[Raw records start]

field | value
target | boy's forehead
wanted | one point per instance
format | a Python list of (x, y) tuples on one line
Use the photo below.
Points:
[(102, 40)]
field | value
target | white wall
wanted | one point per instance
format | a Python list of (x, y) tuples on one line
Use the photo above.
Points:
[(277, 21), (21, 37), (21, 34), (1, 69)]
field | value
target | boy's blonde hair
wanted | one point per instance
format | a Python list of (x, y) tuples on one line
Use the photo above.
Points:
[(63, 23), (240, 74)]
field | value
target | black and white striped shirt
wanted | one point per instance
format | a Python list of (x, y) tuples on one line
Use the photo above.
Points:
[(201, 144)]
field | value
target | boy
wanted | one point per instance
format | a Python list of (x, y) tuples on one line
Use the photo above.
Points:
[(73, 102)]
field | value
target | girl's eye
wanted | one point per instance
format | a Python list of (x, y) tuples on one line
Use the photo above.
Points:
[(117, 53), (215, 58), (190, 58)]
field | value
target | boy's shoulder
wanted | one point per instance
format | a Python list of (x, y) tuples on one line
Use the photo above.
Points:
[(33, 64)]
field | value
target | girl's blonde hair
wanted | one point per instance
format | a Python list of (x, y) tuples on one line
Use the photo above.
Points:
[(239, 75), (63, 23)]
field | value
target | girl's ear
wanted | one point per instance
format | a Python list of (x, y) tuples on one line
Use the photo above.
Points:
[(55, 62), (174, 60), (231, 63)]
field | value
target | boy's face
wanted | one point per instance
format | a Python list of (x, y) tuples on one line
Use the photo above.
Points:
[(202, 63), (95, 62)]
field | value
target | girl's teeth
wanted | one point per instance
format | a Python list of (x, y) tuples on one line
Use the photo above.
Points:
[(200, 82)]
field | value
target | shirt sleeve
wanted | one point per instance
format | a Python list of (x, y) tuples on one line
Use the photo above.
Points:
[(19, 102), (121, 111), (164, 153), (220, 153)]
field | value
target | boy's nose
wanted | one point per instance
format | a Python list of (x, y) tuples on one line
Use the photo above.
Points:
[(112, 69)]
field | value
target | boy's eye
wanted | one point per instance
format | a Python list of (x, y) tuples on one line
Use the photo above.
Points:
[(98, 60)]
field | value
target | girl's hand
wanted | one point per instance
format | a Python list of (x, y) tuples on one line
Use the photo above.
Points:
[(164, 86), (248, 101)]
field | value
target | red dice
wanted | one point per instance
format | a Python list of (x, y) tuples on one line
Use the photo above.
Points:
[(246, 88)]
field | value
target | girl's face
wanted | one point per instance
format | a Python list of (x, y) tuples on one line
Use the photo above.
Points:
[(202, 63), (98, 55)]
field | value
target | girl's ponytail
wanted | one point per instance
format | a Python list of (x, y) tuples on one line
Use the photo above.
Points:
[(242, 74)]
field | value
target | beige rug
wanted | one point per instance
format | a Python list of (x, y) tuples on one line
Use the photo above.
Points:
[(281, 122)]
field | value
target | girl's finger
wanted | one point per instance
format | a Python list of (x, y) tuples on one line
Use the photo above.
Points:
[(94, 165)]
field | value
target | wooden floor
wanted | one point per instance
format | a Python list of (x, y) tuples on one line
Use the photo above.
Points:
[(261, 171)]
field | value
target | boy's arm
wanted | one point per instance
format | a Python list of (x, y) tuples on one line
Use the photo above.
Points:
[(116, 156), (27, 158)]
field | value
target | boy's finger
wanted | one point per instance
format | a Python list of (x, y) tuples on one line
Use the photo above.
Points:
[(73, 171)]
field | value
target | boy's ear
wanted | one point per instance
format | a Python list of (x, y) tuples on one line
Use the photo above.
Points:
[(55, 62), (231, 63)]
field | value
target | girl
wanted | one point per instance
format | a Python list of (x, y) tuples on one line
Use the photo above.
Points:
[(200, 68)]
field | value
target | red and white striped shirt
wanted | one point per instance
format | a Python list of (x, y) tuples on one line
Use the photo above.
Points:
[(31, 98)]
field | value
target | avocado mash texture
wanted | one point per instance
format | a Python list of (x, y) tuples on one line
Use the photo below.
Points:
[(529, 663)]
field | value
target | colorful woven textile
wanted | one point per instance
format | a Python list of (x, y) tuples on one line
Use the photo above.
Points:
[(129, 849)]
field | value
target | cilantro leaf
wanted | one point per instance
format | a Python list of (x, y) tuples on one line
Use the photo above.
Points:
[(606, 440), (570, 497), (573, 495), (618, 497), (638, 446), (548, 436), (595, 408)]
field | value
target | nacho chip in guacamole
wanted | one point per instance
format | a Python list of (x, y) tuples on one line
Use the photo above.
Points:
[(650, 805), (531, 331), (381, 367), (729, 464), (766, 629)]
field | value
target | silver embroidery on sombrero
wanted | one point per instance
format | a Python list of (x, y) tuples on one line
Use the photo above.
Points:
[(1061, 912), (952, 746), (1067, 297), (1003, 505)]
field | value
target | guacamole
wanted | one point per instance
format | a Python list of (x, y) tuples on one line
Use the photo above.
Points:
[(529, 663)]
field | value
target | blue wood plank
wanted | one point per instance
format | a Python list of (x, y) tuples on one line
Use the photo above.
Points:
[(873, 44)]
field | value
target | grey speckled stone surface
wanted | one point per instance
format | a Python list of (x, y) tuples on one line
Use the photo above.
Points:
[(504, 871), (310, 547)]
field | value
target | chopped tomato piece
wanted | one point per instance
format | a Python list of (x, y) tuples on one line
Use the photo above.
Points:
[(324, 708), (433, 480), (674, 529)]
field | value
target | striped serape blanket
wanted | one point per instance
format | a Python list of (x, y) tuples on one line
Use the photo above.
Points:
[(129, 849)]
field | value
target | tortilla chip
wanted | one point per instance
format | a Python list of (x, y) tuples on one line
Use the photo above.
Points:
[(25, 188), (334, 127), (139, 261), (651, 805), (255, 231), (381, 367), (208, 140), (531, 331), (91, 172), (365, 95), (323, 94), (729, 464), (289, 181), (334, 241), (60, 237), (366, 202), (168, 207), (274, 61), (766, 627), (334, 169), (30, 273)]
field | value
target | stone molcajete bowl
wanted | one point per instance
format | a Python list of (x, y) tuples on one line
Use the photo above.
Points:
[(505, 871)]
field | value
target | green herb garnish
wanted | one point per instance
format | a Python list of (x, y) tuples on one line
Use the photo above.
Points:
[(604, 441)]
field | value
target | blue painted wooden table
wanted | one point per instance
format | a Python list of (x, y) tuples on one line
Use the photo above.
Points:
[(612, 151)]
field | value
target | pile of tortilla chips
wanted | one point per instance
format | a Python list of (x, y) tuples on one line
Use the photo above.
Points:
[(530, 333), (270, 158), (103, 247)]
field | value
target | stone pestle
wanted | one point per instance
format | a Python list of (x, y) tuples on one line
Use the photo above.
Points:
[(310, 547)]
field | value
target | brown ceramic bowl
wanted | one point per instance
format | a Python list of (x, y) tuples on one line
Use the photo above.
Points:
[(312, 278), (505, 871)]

[Raw records end]

> Set task
Copy out all of the data exactly, leaving nothing out.

> Task answer
field | value
target | boy's forehead
wanted | one point per instance
format | a Python list of (x, y) tuples on one line
Use the photo below.
Points:
[(102, 40)]
field | value
target | white wall
wanted | one point per instance
format | a Python list of (x, y) tuples on one line
Use the photo above.
Points:
[(277, 21), (21, 37), (21, 34), (1, 69)]
field | value
target | boy's blonde hair
wanted | one point per instance
format | a Python list of (x, y) tuples on one line
Use the photo above.
Points:
[(63, 23), (240, 74)]
field | value
target | black and white striped shirt
wanted | one point per instance
format | a Python list of (x, y) tuples on one line
Use the photo above.
Points:
[(201, 144)]
field | value
target | boy
wanted | one point per instance
format | a Python list of (x, y) tuples on one line
Use the photo above.
Points:
[(73, 102)]
field | value
target | girl's eye
wanted | one point per instance
format | a Python list of (x, y) tuples on one line
Use the photo above.
Points:
[(117, 53), (215, 58), (190, 58)]
field | value
target | boy's shoulder
wanted | one point per instance
format | a Python list of (x, y) tuples on one line
Use the photo above.
Points:
[(33, 64)]
field | value
target | girl's blonde hair
wanted | one point per instance
format | a Python list of (x, y) tuples on one line
Use the photo above.
Points:
[(239, 75), (63, 23)]
field | value
target | girl's ear
wanted | one point per instance
format | a Python list of (x, y) tuples on one line
Use the photo above.
Points:
[(55, 62), (174, 60), (231, 63)]
field | value
target | boy's face
wanted | one point per instance
format | a Python list of (x, y) tuples on one line
Use the photo above.
Points:
[(202, 63), (95, 62)]
field | value
target | girl's teeth
wanted | one point per instance
format | a Python list of (x, y) tuples on one line
Use the photo above.
Points:
[(200, 82)]
field | value
target | shirt sleeve
wanted | one point per instance
format | a Python list of (x, y) tuples on one line
Use the photo above.
Points:
[(19, 102), (121, 111), (164, 153), (220, 153)]
field | value
target | boy's nose
wanted | one point per instance
format | a Python list of (x, y) tuples on one line
Use the photo above.
Points:
[(112, 69)]
field | value
target | boy's eye
wanted | one point per instance
format | a Python list of (x, y) tuples on one line
Use the photo above.
Points:
[(98, 60)]
field | value
target | girl's hand
wanted | one point per instance
format | a Python list of (x, y) tuples on one line
Use the photo above.
Points:
[(164, 86), (248, 101)]
field | value
target | red dice
wanted | one point per instance
format | a Python list of (x, y) tuples on one line
Use the photo above.
Points:
[(246, 88)]
field | value
target | girl's face
wanted | one point per instance
format | a Python list of (x, y) tuples on one line
Use the photo above.
Points:
[(202, 63), (98, 55)]
field | value
target | girl's ponytail
wanted | one point per instance
format | a Python list of (x, y) tuples on one line
Use the photo above.
Points:
[(242, 74)]
field | value
target | beige rug
wanted | one point per instance
format | a Python list of (x, y) tuples on one line
Use the photo above.
Points:
[(281, 122)]
field | value
target | girl's finger
wanted | one point per instance
format | a Python list of (x, y) tuples on one line
Use the photo above.
Points:
[(94, 165)]
field | value
target | wooden floor
wanted | one point per instance
format | a Python list of (x, y) tuples on one line
Use the photo above.
Points:
[(261, 171)]
field | value
target | boy's arm
wanted | one point per instance
format | a Python list of (x, y) tuples on one line
Use the photo above.
Points:
[(116, 156), (27, 158)]
field | value
target | boy's finger
wanted | one point per instance
format | a Python list of (x, y) tuples on one line
Use the photo above.
Points:
[(73, 171)]
field | value
target | boy's ear
wanted | one point per instance
format | a Python list of (x, y) tuples on one line
Use the photo above.
Points:
[(55, 62), (231, 63)]
field | value
target | girl
wanted | one point per instance
format | a Python list of (x, y) tuples on one line
Use the photo above.
Points:
[(200, 68)]
field | value
target | red and white striped shirt
wanted | one point per instance
format | a Python list of (x, y) tuples on one line
Use the photo above.
Points:
[(31, 98)]
field | value
target | avocado mash texture
wanted | one point per instance
format | a Python list of (x, y) tuples on one line
Use the photo below.
Points:
[(529, 663)]
field | value
target | colorful woven textile
wanted | one point per instance
format | a Python list of (x, y) tuples on one line
Use the photo above.
Points:
[(129, 849)]
field | value
target | cilantro leaf
wanted | one point per instance
format | a Python list of (x, y) tuples on one line
Use the photo above.
Points:
[(606, 440), (570, 497), (573, 495), (618, 497), (638, 446), (548, 436), (595, 408)]
field | value
target | nacho chip in guacamole
wanted | one point per instance
format | a Python list of (x, y) tuples on one line
Use the photo above.
Points:
[(650, 805), (531, 331), (381, 367), (729, 464), (766, 629)]
field | value
target | silver embroidery on sombrero
wanted | one point per instance
format | a Python list of (x, y) tuples on one line
Use the photo above.
Points:
[(1061, 912), (952, 746), (1067, 297), (1003, 505)]
field | value
target | guacamole
wanted | one point per instance
format | a Python list of (x, y) tuples on one line
Use the photo above.
Points:
[(529, 663)]
field | value
target | blue wood plank
wanted | one point per instance
format | a Python list of (x, y) tuples on one line
Use the photo above.
Points:
[(873, 44)]
field | value
target | grey speckled stone surface
wanted | one point per instance
format | a Python list of (x, y) tuples on one line
Use the photo above.
Points:
[(504, 871), (310, 547)]
field | value
target | chopped tomato piece
wanted | one point per instance
format | a Python list of (x, y) tuples on one line
Use the photo above.
Points:
[(324, 708), (433, 480), (674, 529)]
field | value
target | striped serape blanket
wanted | one point per instance
format | a Python list of (x, y) tuples on one line
Use the photo above.
Points:
[(129, 849)]
field | value
target | tortilla chip
wanted | one point per instance
format | a Python list of (x, y) tuples on one line
Use the photo above.
Points:
[(25, 188), (334, 127), (139, 261), (651, 805), (255, 231), (381, 367), (208, 140), (531, 331), (91, 172), (365, 95), (323, 94), (729, 464), (289, 181), (334, 241), (60, 237), (366, 202), (168, 207), (274, 61), (766, 627), (334, 169), (30, 273)]
field | value
target | stone molcajete bowl
wanted | one point per instance
format | a Python list of (x, y) tuples on one line
Use the photo above.
Points:
[(505, 871)]
field | value
target | green herb garnish
wanted | one point per instance
format | a Python list of (x, y) tuples on one line
Use the photo above.
Points:
[(604, 441)]
field | value
target | blue painted wooden table
wanted | one point per instance
format | a Python list of (x, y) tuples on one line
Use the photo above.
Points:
[(612, 151)]
field | value
target | pile of tortilla chips
wanted | one point per instance
format | a Python list of (x, y) tuples on one line
Use the photo above.
Points:
[(530, 333), (270, 158), (103, 247)]
field | value
target | stone pestle
wanted | one point per instance
format | a Python list of (x, y) tuples on one line
Use the photo above.
Points:
[(310, 547)]
field | value
target | brown ceramic bowl
wanted | one point per instance
format | a Python list of (x, y) tuples on one line
Use the photo above.
Points:
[(312, 278), (505, 871)]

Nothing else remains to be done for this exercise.